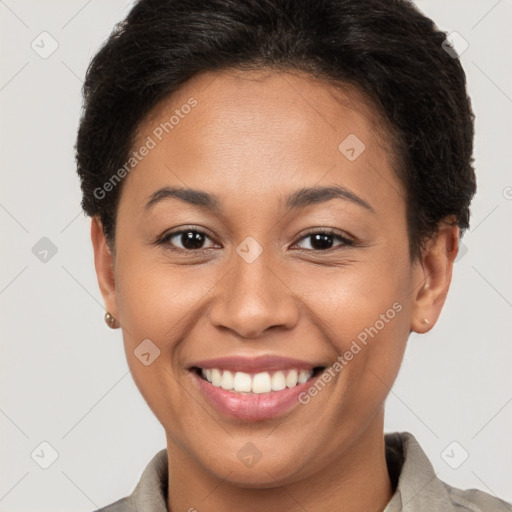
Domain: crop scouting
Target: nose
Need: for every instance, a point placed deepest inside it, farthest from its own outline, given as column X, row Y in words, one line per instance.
column 253, row 298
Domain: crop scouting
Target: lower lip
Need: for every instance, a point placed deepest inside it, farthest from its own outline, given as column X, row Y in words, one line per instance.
column 252, row 406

Problem details: Could you arrange the lines of the records above as a Markdown table with two columns, Row and Record Line, skipping blank lines and leaving the pictures out?

Response to this exercise:
| Row | Record Line |
|---|---|
| 1 | Domain: crop scouting |
| 2 | Target: nose |
| 3 | Need: for every instance, a point placed deepest inside it, farthest from its own outline, given as column X, row Y in words, one line per instance. |
| 4 | column 253, row 298 |
| 5 | Domain: crop scouting |
| 6 | Target: lower lip |
| 7 | Need: for every instance, a point placed deepest inside it, farthest from its own outline, given as column X, row Y in words, one line per instance. |
| 8 | column 252, row 406 |